>> BEGIN Given data
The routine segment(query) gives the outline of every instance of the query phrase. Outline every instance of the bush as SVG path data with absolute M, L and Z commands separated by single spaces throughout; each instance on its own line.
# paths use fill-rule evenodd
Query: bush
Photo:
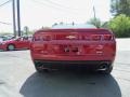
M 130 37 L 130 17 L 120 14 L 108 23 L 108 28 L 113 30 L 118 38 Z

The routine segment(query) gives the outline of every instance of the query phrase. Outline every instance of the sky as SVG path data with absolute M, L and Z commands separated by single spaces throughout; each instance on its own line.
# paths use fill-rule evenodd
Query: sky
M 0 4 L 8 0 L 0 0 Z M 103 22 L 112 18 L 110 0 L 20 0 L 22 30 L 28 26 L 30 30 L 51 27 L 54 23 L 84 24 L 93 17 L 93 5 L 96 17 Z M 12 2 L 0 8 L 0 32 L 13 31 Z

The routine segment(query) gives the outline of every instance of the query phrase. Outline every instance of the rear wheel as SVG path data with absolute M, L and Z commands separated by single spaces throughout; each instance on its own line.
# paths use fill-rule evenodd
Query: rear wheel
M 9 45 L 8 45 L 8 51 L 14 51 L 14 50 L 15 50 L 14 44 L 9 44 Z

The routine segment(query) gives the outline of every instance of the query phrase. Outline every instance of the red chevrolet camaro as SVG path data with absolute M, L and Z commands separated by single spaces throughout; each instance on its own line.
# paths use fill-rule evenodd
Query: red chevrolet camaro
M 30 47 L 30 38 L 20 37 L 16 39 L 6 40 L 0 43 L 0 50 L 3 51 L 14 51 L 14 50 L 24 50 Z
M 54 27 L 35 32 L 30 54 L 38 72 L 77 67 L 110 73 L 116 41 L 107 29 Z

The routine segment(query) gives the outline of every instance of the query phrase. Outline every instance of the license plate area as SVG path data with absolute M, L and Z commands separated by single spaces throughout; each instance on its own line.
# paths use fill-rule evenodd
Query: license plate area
>> END Given data
_Your instructions_:
Print every one of the records above word for word, leaving out the pictures.

_Problem solution_:
The routine segment(query) gives the outline of every instance of the query phrase. Outline every instance of the bush as SVG path data with absolute M, L and Z commands separated by single spaces throughout; each instance on its own line.
# paths use fill-rule evenodd
Query: bush
Photo:
M 130 37 L 130 17 L 120 14 L 108 23 L 108 28 L 113 30 L 118 38 Z

The routine segment(query) gives the outline of every instance of the query phrase. Outline every instance of the sky as SVG path data with absolute M, L and Z commands separated by single spaces throughout; each instance on its own line.
# paths use fill-rule evenodd
Query: sky
M 0 4 L 8 0 L 0 0 Z M 103 22 L 112 18 L 110 0 L 20 0 L 22 30 L 28 26 L 30 30 L 51 27 L 54 23 L 84 24 L 93 17 L 93 5 L 96 17 Z M 12 2 L 0 8 L 0 32 L 13 31 Z

The routine segment(query) gives the outline of every instance of the query phrase. Outline every instance of the rear wheel as SVG path data with absolute M, L and Z commands separated by single spaces throughout; each instance on its own line.
# paths use fill-rule evenodd
Query: rear wheel
M 9 45 L 8 45 L 8 51 L 14 51 L 14 50 L 15 50 L 14 44 L 9 44 Z

The routine segment(query) gives the outline of every instance of the query phrase. Outline every instance of the red chevrolet camaro as SVG path data with absolute M, L and Z commands separated by single spaces throughout; each instance on its own line.
# paths use fill-rule evenodd
Query: red chevrolet camaro
M 30 47 L 30 38 L 20 37 L 16 39 L 6 40 L 0 43 L 0 50 L 3 51 L 14 51 L 14 50 L 24 50 Z
M 54 27 L 35 32 L 30 54 L 38 72 L 77 67 L 110 73 L 116 41 L 107 29 Z

The routine segment(query) gives the outline of every instance of the query phrase. Outline every instance of the license plate area as SVG path data with absolute M, L and Z commands separated by single spaces throughout; each instance on its own line.
# paths use fill-rule evenodd
Query: license plate area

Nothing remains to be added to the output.